** Start Data records **

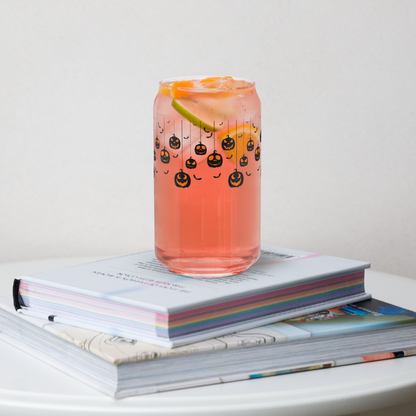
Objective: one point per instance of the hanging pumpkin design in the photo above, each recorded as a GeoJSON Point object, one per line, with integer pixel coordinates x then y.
{"type": "Point", "coordinates": [236, 179]}
{"type": "Point", "coordinates": [191, 163]}
{"type": "Point", "coordinates": [243, 161]}
{"type": "Point", "coordinates": [174, 142]}
{"type": "Point", "coordinates": [257, 153]}
{"type": "Point", "coordinates": [214, 160]}
{"type": "Point", "coordinates": [182, 179]}
{"type": "Point", "coordinates": [200, 149]}
{"type": "Point", "coordinates": [228, 143]}
{"type": "Point", "coordinates": [164, 156]}
{"type": "Point", "coordinates": [250, 145]}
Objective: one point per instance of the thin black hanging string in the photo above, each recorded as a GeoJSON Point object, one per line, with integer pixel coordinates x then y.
{"type": "Point", "coordinates": [214, 136]}
{"type": "Point", "coordinates": [250, 128]}
{"type": "Point", "coordinates": [243, 136]}
{"type": "Point", "coordinates": [182, 141]}
{"type": "Point", "coordinates": [236, 144]}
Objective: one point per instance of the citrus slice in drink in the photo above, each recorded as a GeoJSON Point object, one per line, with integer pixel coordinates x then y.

** End Data records **

What is asked: Output all the rows above as a numbered list with blank lines omitted, and leave the pictures out.

Solution for this problem:
1. Objective: one point per instance of the hanging pumpkin design in the photo above, each recorded as a GeoJSON Point object, one per line, with integer pixel coordinates x then y.
2. {"type": "Point", "coordinates": [236, 179]}
3. {"type": "Point", "coordinates": [191, 163]}
4. {"type": "Point", "coordinates": [243, 161]}
5. {"type": "Point", "coordinates": [174, 142]}
6. {"type": "Point", "coordinates": [257, 153]}
7. {"type": "Point", "coordinates": [214, 160]}
8. {"type": "Point", "coordinates": [182, 179]}
9. {"type": "Point", "coordinates": [200, 149]}
10. {"type": "Point", "coordinates": [228, 143]}
11. {"type": "Point", "coordinates": [164, 156]}
12. {"type": "Point", "coordinates": [250, 145]}
13. Objective: one point per instance of the thin black hanging string in the photo above, each recorded as a GeoJSON Point object, one per line, with integer pixel coordinates x then y.
14. {"type": "Point", "coordinates": [214, 136]}
15. {"type": "Point", "coordinates": [250, 128]}
16. {"type": "Point", "coordinates": [243, 136]}
17. {"type": "Point", "coordinates": [182, 141]}
18. {"type": "Point", "coordinates": [236, 144]}
19. Objective: one point per instance of the citrus slice in drink in the photo above, each recorded as a GeoJSON Point object, one per line, with integer pixel coordinates x then y.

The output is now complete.